### 取り組む課題:
1 > 漫画のコマを論じた文章のうち、「手前の修ちゃん先生と竹本くん」から「界線を揺らぐことになるのだ。」までの部分を、両端も含めてそのまま書き写しなさい。
2 > 漫画のコマを論じた文章に基づいて、次の問いに答えなさい。
(a) 真山の3連フキダシでは、左に行くにつれて文字はどうなっていくか。
(b) 修ちゃん先生が口につけている缶らしきものには、何と書かれているか。
(c) 真山の背中に貼り付けられた貼り紙には、何と書かれているか。
3 > 漫画のコマを論じた文章の最後の一文に続く部分を書きなさい。

------ 提示された文章

このコマ、さらっと描かれてるけどすごいと思うんですよ。内容的には「風呂場で山田さんが美乳であることにショックを受けたはぐちゃんを、真山がなぐさめる、森田先輩がもらい泣きする、修ちゃん先生と竹本くんがほほぉ…って感じになってる、後ろで山田さんが酔っ払ってる」というだけのシーンなんだけど(一コマでこれだけ大人数がみんなそれぞれ違うことしてて、これだけ生き生きと描かれてることがそもそもすごい)。

 

個別に見てみる

まず真山のセリフ。3連フキダシが横に連なっているけど、左に行くにつれて文字が小さくなっていくことで、最初驚いて大きく上げた声がどんどん小さくなっていくことが分かるし、一番左のフキダシはすごいグニャグニャしてて、声がちいさくなるだけじゃなくてしどろもどろになってる様子すら伺える。そのセリフを喋ってる真山の表情は、当然静止画であるものの、なぜか驚きからしどろもどろまですべてを表現しているような微妙なものになっている(この意味で、漫画のコマというのはある一瞬を切り取ったものではなく、「幅を持った」時間が詰め込まれているものと捉えられる)。

 

手前の修ちゃん先生と竹本くん。二人から出た「考える」系フキダシは「そっか…美乳なんだ…」のセリフに収束して、「二人が同時に同じことを考えている」ことを示している。ふたりとも顔を赤らめているが、修ちゃん先生は「ビール」と書かれた缶らしきものを口につけており、頬の赤みがエロいこと考えてるからなのか酔っ払ってるからなのか両方なのかよくわからなくなっている。しかし、この二人の顔が赤いことが「今この場がとても盛り上がっている」ことを強く暗示しているように思われる。そして、「そっか…美乳なんだ…」のフキダシはがコマの枠から微妙にはみ出すことで、「ふたりが端っこでこそこそエロいことを考えている」ことが感じ取れる。

 

また、このコマは非常にメタ的な視点も入り込んでいる。ひとつは「※はぐは18なのでもうこれ以上大きくなりません」という注意書き(言うまでもないが、これ以上大きくならないのは「乳」である)。これは別にはぐちゃんが白状しているわけでも、真山が事実を突きつけているわけでもなく、作者による「その場へのツッコミ」である。もう一つが真山の背中に貼り付けられた「偽善者」の貼り紙。これは実際にそういう紙が真山の背中に貼り付けられているわけではなく(漫画の中の話なのに「実際に」というのも変な話だけど)。この漫画のシーンの一部である「真山」という作品について、作者である羽海野チカが読者に伝えている補足なのである。性質としてはキャプションに近い。別に真山の横に「←偽善者」と文字を書くだけでも伝わる情報としては同じなのだけど、これが漫画の中で「紙」という物質性を伴ったかのような描かれ方をすることで、読者である私たちは「漫画を読む」「ある大学生たち(と先生)の楽しげな様子を眺める」というふたつの位相の境界線を揺らぐことになるのだ。

------------
------ 記録一覧

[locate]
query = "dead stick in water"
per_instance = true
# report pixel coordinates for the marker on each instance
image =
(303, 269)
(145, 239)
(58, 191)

------------

### 課題ごとの結果:
1 >
手前の修ちゃん先生と竹本くん。二人から出た「考える」系フキダシは「そっか…美乳なんだ…」のセリフに収束して、「二人が同時に同じことを考えている」ことを示している。ふたりとも顔を赤らめているが、修ちゃん先生は「ビール」と書かれた缶らしきものを口につけており、頬の赤みがエロいこと考えてるからなのか酔っ払ってるからなのか両方なのかよくわからなくなっている。しかし、この二人の顔が赤いことが「今この場がとても盛り上がっている」ことを強く暗示しているように思われる。そして、「そっか…美乳なんだ…」のフキダシはがコマの枠から微妙にはみ出すことで、「ふたりが端っこでこそこそエロいことを考えている」ことが感じ取れる。

 

また、このコマは非常にメタ的な視点も入り込んでいる。ひとつは「※はぐは18なのでもうこれ以上大きくなりません」という注意書き(言うまでもないが、これ以上大きくならないのは「乳」である)。これは別にはぐちゃんが白状しているわけでも、真山が事実を突きつけているわけでもなく、作者による「その場へのツッコミ」である。もう一つが真山の背中に貼り付けられた「偽善者」の貼り紙。これは実際にそういう紙が真山の背中に貼り付けられているわけではなく(漫画の中の話なのに「実際に」というのも変な話だけど)。この漫画のシーンの一部である「真山」という作品について、作者である羽海野チカが読者に伝えている補足なのである。性質としてはキャプションに近い。別に真山の横に「←偽善者」と文字を書くだけでも伝わる情報としては同じなのだけど、これが漫画の中で「紙」という物質性を伴ったかのような描かれ方をすることで、読者である私たちは「漫画を読む」「ある大学生たち(と先生)の楽しげな様子を眺める」というふたつの位相の境界線を揺らぐことになるのだ。

2 >
(a) 小さくなっていく。
(b) 「ビール」
(c) 「偽善者」

3 >
 

 そして後ろで酔っ払ってる山田さん。瓶ビールを注ぎながら「先生ーー もービールないですよ」とほざいているが、その文字が斜めになることで、彼女がほろ酔い気分であるように感じ取ることができる。ここで気になるのが、彼女が右手に持っているのがビール瓶であることは、左手に持っているジョッキに「ビール」と書かれなければわからないだろうか?頬を赤らめた女性が瓶とジョッキを片手ずつ持つなんて、ビールじゃないわけが無い。けれどもわざわざジョッキに「ビール」と書かれることで、なぜかその場の「へべれけ感」がアップするのだ。余計に山田さんが愛おしく感じられるのだ。もしジョッキに何も書かれていなければ、彼女はただの飲んだくれになってしまうのだ、なぜか。

 

ところで、山田さんは瓶ビール、修ちゃん先生は缶ビール(たぶん)を飲んでいるわけなのだけど、よく考えると、同じ宴会の場に瓶ビールと缶ビールが両方出ていることってあるっけ?普通はあんまりないような気がするけど、だとしたら「山田さんが缶ビールをもっている」か「修ちゃんが瓶またはジョッキをもっているか」どちらがしっくりくるだろう。考えてみても「どちらもしっくりこない」のだ。山田さんはジョッキを持っててほしいし、修ちゃんは缶ビールを飲んでてほしい。それぞれで最適な描写が個別でなされているにもかかわらず、全体として不思議な描写になっていることに気づかない。

 

最後に少しだけ森田先輩に触れると、森田先輩ははぐの横でうつ伏せてもらい泣きをしている。のだが、そもそも僕たちはなんでこれが森田先輩であることがわかるのだろうか?顔は映っていない。はぐのように注意書きがされているわけでもない。けどなぜか僕たちはこれが森田先輩であることがわかってしまう。「前後の流れでわかるでしょ」と言われるかもしれないけど、このコマだけ見てもこれが森田先輩であることが分かるだろう。「髪型だろ」という意見ももっともだけど、僕はきっとこの人が頭に何かかぶっていて髪型どころか頭が全く見えなかったとしても、これを森田先輩であると感じると思う。きっとこの場で「わあああん」と「もらい泣き」をしているこの人こそが森田先輩であると、いつのまにか思ってしまうのだ。『マンガを「見る」という体験―フレーム、キャラクター、モダン・アート』の中で「キャラ図像」と「キャラ人格」の2つが説明されている*1が、この森田先輩は「キャラ図像」ではなく「キャラ人格」によって規定されていると考えられる。「この5人と一緒にいるんだからそりゃ森田先輩だろう」と考えることもできるが、これもある意味「キャラ人格」と言えるのだろうか?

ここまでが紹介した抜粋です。